■ SUPPLIED DATA ■
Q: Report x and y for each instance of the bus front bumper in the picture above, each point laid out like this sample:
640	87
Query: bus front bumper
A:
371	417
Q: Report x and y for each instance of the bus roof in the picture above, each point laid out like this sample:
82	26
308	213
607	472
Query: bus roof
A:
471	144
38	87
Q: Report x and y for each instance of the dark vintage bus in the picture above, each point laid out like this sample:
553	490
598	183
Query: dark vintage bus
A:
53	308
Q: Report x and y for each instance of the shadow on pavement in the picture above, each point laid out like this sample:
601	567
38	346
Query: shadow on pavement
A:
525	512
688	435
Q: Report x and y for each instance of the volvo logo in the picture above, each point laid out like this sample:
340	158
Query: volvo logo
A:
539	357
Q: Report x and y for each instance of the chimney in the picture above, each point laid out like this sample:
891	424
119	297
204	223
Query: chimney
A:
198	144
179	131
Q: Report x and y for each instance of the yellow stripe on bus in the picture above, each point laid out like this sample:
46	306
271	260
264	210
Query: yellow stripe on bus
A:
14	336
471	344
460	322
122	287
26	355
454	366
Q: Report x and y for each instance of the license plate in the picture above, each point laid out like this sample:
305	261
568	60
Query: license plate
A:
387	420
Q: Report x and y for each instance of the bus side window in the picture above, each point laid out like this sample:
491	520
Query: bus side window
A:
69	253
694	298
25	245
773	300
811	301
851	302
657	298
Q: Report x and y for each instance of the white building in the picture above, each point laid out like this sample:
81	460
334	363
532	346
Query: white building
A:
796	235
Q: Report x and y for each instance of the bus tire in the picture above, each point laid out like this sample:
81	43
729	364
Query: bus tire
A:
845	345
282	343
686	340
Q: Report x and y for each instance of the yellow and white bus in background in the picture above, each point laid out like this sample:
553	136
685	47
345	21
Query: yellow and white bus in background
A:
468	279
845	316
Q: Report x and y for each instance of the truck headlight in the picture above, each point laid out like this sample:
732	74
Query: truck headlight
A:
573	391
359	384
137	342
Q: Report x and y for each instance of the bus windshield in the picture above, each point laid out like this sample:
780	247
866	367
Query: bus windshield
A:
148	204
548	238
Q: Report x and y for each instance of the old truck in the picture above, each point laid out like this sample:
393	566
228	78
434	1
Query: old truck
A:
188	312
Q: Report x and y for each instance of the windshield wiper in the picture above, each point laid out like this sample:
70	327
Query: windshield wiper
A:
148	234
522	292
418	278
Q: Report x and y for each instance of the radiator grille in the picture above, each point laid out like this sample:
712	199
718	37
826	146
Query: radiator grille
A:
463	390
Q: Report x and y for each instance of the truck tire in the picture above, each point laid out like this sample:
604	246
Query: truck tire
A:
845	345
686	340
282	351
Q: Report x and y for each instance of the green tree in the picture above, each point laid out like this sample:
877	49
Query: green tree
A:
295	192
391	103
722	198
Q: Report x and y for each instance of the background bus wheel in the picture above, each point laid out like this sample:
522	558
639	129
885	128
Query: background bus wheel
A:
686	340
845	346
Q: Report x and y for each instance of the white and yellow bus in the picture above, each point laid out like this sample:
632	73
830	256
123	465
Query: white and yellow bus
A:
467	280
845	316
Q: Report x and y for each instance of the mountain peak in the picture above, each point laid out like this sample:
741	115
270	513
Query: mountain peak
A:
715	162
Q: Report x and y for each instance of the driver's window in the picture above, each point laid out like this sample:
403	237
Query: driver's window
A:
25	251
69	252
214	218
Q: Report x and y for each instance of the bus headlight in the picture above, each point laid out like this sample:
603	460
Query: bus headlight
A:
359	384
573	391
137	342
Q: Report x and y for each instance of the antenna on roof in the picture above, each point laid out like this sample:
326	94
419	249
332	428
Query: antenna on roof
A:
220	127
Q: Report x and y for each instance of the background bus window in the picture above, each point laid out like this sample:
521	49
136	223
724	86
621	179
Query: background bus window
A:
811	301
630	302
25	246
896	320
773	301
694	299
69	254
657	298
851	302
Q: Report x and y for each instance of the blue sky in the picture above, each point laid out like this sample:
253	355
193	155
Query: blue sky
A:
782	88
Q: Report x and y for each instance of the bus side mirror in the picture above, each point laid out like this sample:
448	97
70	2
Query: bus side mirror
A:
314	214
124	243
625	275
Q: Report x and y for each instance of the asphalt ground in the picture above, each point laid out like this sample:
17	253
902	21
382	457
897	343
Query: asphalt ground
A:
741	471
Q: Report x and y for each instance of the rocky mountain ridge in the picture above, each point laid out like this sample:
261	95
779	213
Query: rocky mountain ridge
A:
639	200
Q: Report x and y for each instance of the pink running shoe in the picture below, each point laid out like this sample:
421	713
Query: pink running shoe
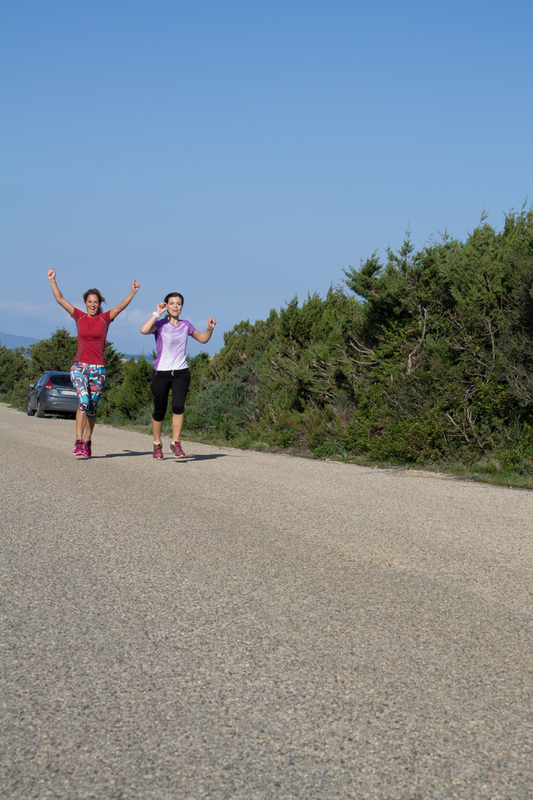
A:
175	447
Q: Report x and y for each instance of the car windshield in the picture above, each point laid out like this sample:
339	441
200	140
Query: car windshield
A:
60	380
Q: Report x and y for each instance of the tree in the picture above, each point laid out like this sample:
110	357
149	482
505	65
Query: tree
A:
13	367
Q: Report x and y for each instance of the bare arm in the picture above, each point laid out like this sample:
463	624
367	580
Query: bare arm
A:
127	300
206	335
149	325
51	274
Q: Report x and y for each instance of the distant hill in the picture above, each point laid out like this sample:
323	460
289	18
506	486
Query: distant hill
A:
11	342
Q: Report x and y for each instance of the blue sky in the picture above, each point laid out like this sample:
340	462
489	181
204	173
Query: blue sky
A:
243	153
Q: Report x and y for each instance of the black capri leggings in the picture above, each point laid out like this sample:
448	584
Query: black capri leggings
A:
162	382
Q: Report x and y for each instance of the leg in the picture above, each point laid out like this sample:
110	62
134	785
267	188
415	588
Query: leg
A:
177	426
180	387
91	422
96	384
157	427
81	422
160	387
79	374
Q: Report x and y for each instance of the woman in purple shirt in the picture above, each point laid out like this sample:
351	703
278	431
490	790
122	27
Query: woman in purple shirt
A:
171	370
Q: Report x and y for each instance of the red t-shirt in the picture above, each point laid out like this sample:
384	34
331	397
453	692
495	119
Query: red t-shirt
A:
92	333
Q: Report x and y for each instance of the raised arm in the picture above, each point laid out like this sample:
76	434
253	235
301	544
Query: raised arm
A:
127	300
149	325
51	274
206	335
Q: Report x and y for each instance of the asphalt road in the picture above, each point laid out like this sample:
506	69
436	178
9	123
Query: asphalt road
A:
251	626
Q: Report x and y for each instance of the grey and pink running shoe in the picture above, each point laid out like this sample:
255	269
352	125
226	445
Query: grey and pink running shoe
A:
176	449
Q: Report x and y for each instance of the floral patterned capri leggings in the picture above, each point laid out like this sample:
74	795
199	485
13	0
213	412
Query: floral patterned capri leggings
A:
88	380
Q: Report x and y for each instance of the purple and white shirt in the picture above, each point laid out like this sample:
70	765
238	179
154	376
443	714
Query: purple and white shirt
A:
171	344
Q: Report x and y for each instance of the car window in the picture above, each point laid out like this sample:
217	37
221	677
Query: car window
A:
60	380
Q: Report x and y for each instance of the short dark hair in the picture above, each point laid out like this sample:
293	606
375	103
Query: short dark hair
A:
99	296
174	294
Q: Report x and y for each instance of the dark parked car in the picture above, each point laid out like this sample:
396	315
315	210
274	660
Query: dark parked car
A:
52	392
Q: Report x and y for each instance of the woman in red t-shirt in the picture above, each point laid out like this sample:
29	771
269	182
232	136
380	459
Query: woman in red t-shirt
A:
88	370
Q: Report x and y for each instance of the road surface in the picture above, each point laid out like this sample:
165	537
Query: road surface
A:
251	626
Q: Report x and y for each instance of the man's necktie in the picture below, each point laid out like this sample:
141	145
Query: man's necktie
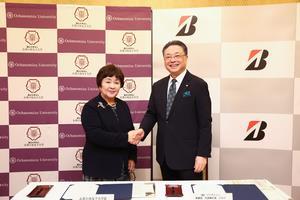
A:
171	96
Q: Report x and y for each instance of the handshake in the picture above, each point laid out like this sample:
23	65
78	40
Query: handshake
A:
135	136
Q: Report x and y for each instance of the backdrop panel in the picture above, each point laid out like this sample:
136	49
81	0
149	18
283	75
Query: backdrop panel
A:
49	57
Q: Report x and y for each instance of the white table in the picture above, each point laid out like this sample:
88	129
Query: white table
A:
59	188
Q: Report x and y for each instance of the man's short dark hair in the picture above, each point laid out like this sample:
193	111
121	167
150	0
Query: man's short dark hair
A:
109	70
178	43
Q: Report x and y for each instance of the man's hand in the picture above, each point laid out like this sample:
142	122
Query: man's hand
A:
135	136
200	164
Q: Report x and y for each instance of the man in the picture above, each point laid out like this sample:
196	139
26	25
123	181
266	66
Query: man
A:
181	105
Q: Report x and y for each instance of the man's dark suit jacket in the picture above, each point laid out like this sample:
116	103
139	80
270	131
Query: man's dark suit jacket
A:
106	148
187	131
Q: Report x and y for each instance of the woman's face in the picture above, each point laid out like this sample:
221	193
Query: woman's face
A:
110	87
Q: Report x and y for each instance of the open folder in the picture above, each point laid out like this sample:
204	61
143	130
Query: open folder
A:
120	191
244	191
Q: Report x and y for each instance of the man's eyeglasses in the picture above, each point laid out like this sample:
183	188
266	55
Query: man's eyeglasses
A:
175	57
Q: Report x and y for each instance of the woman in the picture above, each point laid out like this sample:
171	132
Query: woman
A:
107	154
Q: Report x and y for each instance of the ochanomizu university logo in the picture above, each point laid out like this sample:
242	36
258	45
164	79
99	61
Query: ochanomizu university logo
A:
33	133
81	14
10	15
79	108
33	85
32	37
78	155
129	39
81	61
33	178
129	85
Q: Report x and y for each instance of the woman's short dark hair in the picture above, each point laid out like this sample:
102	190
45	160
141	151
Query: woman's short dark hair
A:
178	43
109	70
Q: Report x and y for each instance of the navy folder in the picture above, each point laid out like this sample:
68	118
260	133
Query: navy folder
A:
121	191
244	192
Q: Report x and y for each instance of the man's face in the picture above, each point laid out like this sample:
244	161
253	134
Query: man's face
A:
175	60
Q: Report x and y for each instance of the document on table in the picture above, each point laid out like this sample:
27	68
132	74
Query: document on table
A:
141	190
79	190
207	188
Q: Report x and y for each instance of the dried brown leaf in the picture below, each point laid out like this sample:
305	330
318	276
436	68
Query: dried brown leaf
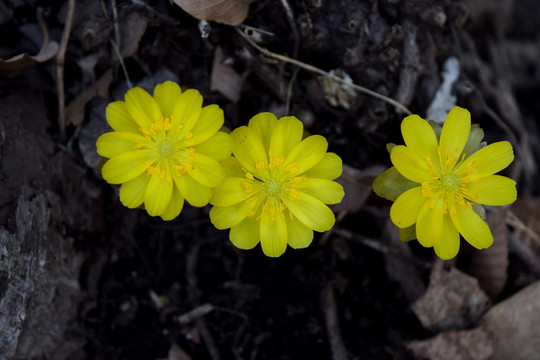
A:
230	12
224	79
357	186
489	266
454	345
514	325
453	300
14	66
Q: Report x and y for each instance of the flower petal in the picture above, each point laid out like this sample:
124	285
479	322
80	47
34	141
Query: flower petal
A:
455	131
429	224
225	217
209	123
175	205
273	233
218	147
158	195
248	148
115	143
194	193
330	167
142	107
311	212
390	184
263	125
419	136
409	164
119	119
487	161
186	111
246	234
326	191
473	228
404	211
232	167
307	154
132	192
448	245
166	94
125	167
299	236
231	191
207	171
287	134
494	190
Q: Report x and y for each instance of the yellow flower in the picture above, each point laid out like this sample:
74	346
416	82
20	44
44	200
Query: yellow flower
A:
164	148
277	186
437	184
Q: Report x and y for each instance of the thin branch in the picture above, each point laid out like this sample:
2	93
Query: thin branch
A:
399	107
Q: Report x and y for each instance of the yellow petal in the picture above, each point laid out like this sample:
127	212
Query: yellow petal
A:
263	125
175	205
273	234
158	195
125	167
248	149
142	107
207	171
119	119
409	164
429	224
246	234
225	217
311	212
210	121
494	190
218	147
231	191
326	191
166	94
419	136
390	184
287	134
473	228
448	245
186	110
307	154
488	160
404	211
455	131
329	167
115	143
194	193
132	192
232	167
299	236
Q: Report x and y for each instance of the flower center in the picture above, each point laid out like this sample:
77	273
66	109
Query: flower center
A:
165	148
272	187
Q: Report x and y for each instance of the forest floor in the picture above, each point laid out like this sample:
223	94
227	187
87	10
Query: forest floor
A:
82	277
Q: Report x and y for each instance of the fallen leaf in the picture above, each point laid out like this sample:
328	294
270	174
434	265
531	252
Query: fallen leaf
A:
224	78
230	12
514	325
357	186
452	301
454	345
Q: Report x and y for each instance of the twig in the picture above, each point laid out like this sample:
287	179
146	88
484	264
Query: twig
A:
339	352
207	338
399	107
60	58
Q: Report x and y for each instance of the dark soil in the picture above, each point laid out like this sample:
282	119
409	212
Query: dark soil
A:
133	277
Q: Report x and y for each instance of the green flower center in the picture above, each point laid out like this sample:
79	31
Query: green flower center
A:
165	148
272	187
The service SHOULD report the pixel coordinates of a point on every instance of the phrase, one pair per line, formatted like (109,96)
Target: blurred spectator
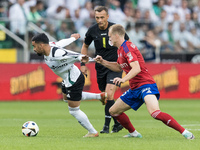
(147,5)
(181,39)
(144,5)
(123,3)
(168,39)
(196,22)
(99,2)
(18,18)
(189,23)
(82,31)
(158,7)
(40,9)
(196,9)
(176,22)
(129,12)
(194,40)
(183,10)
(87,12)
(116,15)
(148,20)
(137,16)
(63,31)
(149,46)
(3,12)
(33,15)
(58,12)
(51,3)
(72,6)
(170,9)
(161,24)
(177,3)
(135,34)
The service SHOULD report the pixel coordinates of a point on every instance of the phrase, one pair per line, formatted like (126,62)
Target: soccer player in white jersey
(61,62)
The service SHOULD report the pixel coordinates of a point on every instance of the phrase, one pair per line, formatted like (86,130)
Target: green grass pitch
(60,131)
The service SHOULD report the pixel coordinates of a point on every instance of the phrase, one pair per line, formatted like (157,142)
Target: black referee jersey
(103,48)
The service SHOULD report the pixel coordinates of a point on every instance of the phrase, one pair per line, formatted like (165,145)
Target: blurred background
(165,31)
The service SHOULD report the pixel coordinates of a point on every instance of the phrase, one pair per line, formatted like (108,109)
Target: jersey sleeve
(88,38)
(126,37)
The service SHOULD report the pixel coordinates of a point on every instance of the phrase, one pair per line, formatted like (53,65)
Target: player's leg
(74,110)
(110,89)
(73,95)
(153,108)
(117,111)
(87,95)
(102,85)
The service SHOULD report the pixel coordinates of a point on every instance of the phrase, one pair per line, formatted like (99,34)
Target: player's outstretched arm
(114,66)
(66,42)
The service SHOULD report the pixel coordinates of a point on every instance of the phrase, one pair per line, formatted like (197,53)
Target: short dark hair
(117,28)
(101,8)
(40,38)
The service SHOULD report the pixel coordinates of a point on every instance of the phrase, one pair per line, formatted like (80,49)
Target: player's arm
(84,49)
(135,69)
(66,42)
(114,66)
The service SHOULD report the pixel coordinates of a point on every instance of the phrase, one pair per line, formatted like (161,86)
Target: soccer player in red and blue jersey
(143,88)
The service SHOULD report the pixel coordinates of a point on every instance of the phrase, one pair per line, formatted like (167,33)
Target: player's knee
(73,110)
(110,96)
(65,100)
(112,112)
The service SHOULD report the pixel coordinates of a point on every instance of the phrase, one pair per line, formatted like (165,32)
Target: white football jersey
(61,62)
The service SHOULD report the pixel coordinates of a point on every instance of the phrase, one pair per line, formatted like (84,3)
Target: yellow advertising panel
(8,55)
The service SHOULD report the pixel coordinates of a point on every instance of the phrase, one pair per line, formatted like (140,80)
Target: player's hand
(76,36)
(118,81)
(84,59)
(84,70)
(98,59)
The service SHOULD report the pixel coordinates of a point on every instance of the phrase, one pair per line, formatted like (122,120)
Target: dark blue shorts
(135,98)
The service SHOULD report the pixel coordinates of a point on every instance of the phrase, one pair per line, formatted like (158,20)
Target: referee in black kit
(99,33)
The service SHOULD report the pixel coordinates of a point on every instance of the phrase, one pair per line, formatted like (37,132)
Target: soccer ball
(30,128)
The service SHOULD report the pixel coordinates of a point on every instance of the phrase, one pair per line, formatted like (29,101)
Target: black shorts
(107,78)
(74,93)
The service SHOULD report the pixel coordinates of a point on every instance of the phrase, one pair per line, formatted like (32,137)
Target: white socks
(88,96)
(82,119)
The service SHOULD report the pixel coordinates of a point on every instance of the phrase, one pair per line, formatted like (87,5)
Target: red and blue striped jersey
(128,53)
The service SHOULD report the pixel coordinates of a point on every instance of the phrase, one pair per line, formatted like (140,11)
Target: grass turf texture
(59,130)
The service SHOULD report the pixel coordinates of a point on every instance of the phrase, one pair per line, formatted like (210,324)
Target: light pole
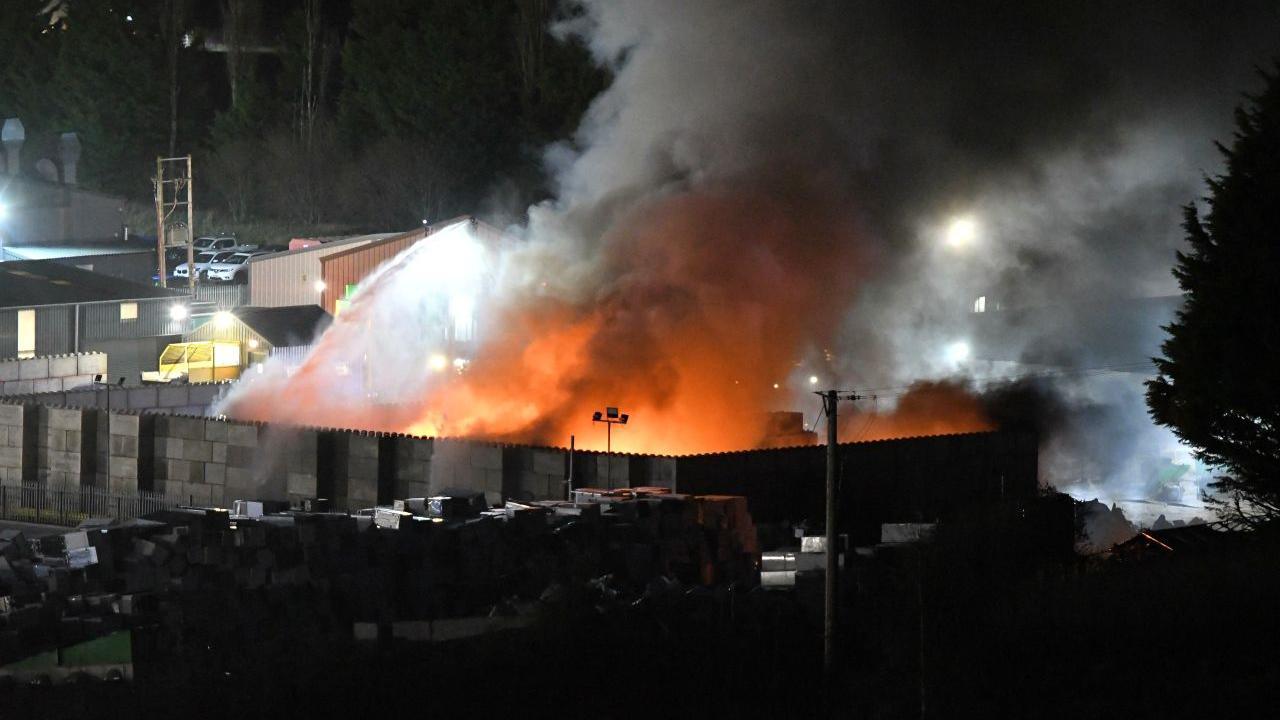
(611,417)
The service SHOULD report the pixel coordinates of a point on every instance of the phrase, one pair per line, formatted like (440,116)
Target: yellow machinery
(200,361)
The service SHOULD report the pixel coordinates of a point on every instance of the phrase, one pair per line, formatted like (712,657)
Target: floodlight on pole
(611,417)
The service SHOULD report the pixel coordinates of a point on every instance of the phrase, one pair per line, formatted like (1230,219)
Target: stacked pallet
(446,556)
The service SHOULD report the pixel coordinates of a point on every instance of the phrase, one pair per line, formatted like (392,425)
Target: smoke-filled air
(772,197)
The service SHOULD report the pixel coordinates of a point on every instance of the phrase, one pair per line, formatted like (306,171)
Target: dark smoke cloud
(1072,131)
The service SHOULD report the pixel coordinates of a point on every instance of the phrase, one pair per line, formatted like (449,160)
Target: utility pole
(828,620)
(173,191)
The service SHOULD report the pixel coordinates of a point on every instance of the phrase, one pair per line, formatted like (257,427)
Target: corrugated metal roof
(27,283)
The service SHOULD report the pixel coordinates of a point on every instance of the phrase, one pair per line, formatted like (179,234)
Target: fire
(691,310)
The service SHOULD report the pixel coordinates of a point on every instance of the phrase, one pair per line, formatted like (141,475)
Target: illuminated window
(26,333)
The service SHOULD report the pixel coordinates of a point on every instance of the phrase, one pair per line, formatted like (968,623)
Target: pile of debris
(420,559)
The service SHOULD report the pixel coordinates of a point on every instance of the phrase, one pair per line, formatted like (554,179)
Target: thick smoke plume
(763,194)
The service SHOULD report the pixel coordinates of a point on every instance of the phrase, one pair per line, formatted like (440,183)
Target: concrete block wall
(356,469)
(414,466)
(10,443)
(51,373)
(58,447)
(467,465)
(118,452)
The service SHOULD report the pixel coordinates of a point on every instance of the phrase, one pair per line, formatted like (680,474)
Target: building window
(26,333)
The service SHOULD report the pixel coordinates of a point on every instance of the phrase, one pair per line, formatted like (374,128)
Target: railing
(68,507)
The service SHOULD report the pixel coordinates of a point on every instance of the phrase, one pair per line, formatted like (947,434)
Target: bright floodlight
(961,232)
(958,351)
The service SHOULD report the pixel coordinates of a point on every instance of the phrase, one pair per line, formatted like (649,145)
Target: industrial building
(343,272)
(292,277)
(45,213)
(265,332)
(53,309)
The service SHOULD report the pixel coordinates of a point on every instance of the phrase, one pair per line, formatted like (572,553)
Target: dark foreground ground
(1002,637)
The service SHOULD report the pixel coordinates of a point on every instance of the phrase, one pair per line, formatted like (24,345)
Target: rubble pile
(420,559)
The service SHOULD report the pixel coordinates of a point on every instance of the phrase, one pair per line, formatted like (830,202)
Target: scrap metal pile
(420,559)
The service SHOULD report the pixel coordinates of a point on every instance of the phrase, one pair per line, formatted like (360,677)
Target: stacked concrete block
(540,472)
(59,436)
(613,470)
(356,469)
(118,451)
(414,466)
(238,452)
(467,465)
(181,454)
(53,373)
(10,443)
(296,460)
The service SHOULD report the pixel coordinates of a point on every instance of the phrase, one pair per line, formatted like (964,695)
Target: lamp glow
(958,351)
(961,232)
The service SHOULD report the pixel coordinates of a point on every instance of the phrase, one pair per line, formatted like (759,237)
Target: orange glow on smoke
(924,409)
(698,305)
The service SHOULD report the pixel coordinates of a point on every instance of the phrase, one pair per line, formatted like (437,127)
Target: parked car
(202,261)
(215,242)
(229,269)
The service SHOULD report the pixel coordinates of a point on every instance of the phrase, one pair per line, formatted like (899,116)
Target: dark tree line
(1219,383)
(359,113)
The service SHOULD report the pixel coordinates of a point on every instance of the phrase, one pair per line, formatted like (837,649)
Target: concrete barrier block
(215,431)
(10,458)
(10,414)
(487,456)
(199,450)
(124,484)
(362,446)
(172,396)
(302,484)
(81,382)
(91,364)
(63,367)
(142,397)
(240,456)
(549,461)
(215,473)
(242,434)
(33,368)
(63,418)
(124,424)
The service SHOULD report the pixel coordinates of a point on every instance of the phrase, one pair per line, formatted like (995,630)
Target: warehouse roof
(284,327)
(27,283)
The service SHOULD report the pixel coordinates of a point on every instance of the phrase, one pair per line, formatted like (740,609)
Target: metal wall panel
(353,265)
(101,320)
(55,329)
(288,278)
(8,333)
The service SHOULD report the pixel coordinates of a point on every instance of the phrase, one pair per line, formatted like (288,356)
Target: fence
(68,507)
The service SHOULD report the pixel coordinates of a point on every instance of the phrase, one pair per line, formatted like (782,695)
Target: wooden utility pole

■ WHAT TO PRODUCE ■
List all lines from the entries that include the word "raised".

■ THE ANSWER ■
Q: Report x and y for each instance of the raised arm in the picture above, each point laid out like this sample:
Query: raised arm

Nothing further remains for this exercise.